▶ STUDY QUESTIONS
1. In the dream work guidelines, what is called the only reliable touchstone of dream work?
2. List the words the dream work guidelines use to describe systems that give authority over a dream's meanings to someone other than the dreamer.

▶ EXCERPT

^^^^

Dream work outside the clinical setting is not a substitute for psychotherapy, or other professional treatment, and should not be used as such.
"Working with dreams" means remembering and exploring the dreams from sleep to explore their deeper meanings as a means of enriching experience and self knowledge. Each one of us is uniquely blind to the deeper meanings of our own dreams, and Dream Work helps us see what amazing gifts are there, just below the surface of "manifest content" and obvious appearance.
There are many benefits to dream work, yet one should recognise that there are potential risks. Dream work is generally a group activity and as such group dynamics have a profound influence on the approach to dream work. One should consider dream sharing that respects the dreamer's dignity and integrity; and which recognises the dreamer as the decision-maker regarding the significance of the dream. Systems of dream work that assign authority over, or knowledge of, the dream's meanings to someone who is not the dreamer can be misleading, incorrect, and harmful. Ethical dream work helps the dreamer work with his/her own dream images, feelings, and associations, and guides the dreamer to more fully experience, appreciate, and understand the dream.
Every dream may have multiple meanings, and different techniques may be reasonably employed to touch these multiple layers of significance. A dreamer's decision to share or discontinue sharing a dream should always be respected and honoured. The dreamer should be forewarned that unexpected issues or emotions may arise in the course of dream work. Information and mutual agreement about the degree of privacy and confidentiality are essential ingredients in creating a safe atmosphere for dream sharing.
All dreams speak a universal language and come in the service of health and wholeness. There is no such thing as a "bad dream" - only dreams that sometimes take a dramatically negative form in order to grab our attention.
Only the dreamer can say with any certainty what meanings his or her dream may have. This certainty usually comes in the form of a wordless "aha!" of recognition. This "aha" is a function of memory, and is the only reliable touchstone of dream work. There is no such thing as a dream with only one meaning. All dreams and dream images are "over-determined," and have multiple meanings and layers of significance. No dreams come to tell you what you already know. All dreams break new ground and invite you to new understandings and insights.
When talking to others about their dreams, it is both wise and polite to preface your remarks with words to the effect of "if it were my dream...," and to keep this commentary in the first person as much as possible. This means that even relatively challenging comments can be made in such a way that the dreamer may actually be able to hear and internalise them. It also can become a profound psycho-spiritual discipline.
All dream group participants should agree at the outset to maintain anonymity in all discussions of dream work. In the absence of any specific request for confidentiality, group members should be free to discuss their experiences openly outside the group, provided no other dreamer is identifiable in their stories. However, whenever any group member requests confidentiality, all members should agree to be bound automatically by such a request.

^^^^

▶ INFORMATION SHOWN

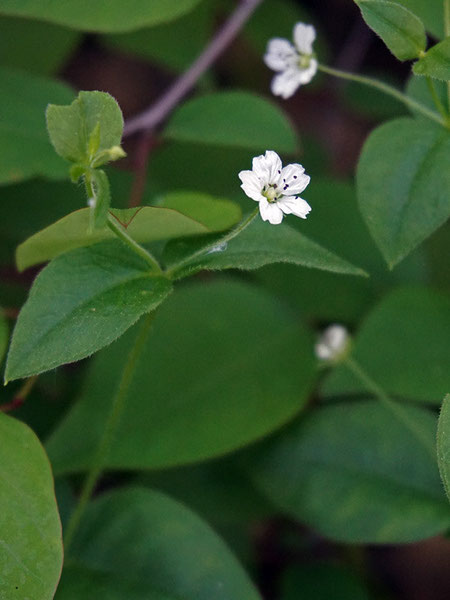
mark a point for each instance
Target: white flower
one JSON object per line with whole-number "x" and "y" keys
{"x": 333, "y": 343}
{"x": 276, "y": 188}
{"x": 295, "y": 63}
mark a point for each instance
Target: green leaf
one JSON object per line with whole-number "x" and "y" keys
{"x": 258, "y": 245}
{"x": 236, "y": 119}
{"x": 145, "y": 541}
{"x": 403, "y": 183}
{"x": 436, "y": 62}
{"x": 382, "y": 486}
{"x": 403, "y": 338}
{"x": 79, "y": 303}
{"x": 182, "y": 214}
{"x": 430, "y": 13}
{"x": 26, "y": 150}
{"x": 101, "y": 15}
{"x": 44, "y": 48}
{"x": 4, "y": 335}
{"x": 31, "y": 546}
{"x": 321, "y": 582}
{"x": 443, "y": 444}
{"x": 401, "y": 31}
{"x": 71, "y": 127}
{"x": 200, "y": 394}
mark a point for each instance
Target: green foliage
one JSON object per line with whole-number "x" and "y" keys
{"x": 126, "y": 536}
{"x": 401, "y": 31}
{"x": 436, "y": 62}
{"x": 26, "y": 151}
{"x": 103, "y": 15}
{"x": 100, "y": 291}
{"x": 397, "y": 354}
{"x": 198, "y": 395}
{"x": 403, "y": 183}
{"x": 443, "y": 444}
{"x": 31, "y": 556}
{"x": 258, "y": 245}
{"x": 358, "y": 459}
{"x": 180, "y": 214}
{"x": 236, "y": 119}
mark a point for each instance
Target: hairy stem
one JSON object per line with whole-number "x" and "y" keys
{"x": 394, "y": 407}
{"x": 157, "y": 113}
{"x": 386, "y": 89}
{"x": 109, "y": 431}
{"x": 224, "y": 240}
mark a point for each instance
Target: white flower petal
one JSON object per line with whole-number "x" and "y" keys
{"x": 304, "y": 36}
{"x": 293, "y": 180}
{"x": 291, "y": 205}
{"x": 270, "y": 211}
{"x": 285, "y": 83}
{"x": 280, "y": 54}
{"x": 267, "y": 167}
{"x": 251, "y": 185}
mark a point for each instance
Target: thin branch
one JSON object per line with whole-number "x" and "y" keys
{"x": 157, "y": 113}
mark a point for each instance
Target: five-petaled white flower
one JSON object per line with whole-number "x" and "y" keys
{"x": 275, "y": 187}
{"x": 333, "y": 343}
{"x": 295, "y": 64}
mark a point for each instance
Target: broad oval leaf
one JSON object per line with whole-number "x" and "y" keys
{"x": 145, "y": 540}
{"x": 443, "y": 444}
{"x": 436, "y": 62}
{"x": 101, "y": 15}
{"x": 80, "y": 302}
{"x": 26, "y": 149}
{"x": 401, "y": 31}
{"x": 225, "y": 364}
{"x": 258, "y": 245}
{"x": 181, "y": 214}
{"x": 31, "y": 552}
{"x": 403, "y": 184}
{"x": 356, "y": 474}
{"x": 236, "y": 119}
{"x": 403, "y": 338}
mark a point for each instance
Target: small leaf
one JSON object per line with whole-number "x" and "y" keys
{"x": 401, "y": 31}
{"x": 197, "y": 214}
{"x": 405, "y": 336}
{"x": 403, "y": 183}
{"x": 31, "y": 546}
{"x": 145, "y": 541}
{"x": 79, "y": 303}
{"x": 443, "y": 444}
{"x": 71, "y": 128}
{"x": 258, "y": 245}
{"x": 382, "y": 486}
{"x": 436, "y": 62}
{"x": 225, "y": 364}
{"x": 26, "y": 150}
{"x": 103, "y": 15}
{"x": 236, "y": 119}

^^^^

▶ SOLUTIONS
1. The dreamer's wordless "aha!" of recognition.

2. Misleading, incorrect, harmful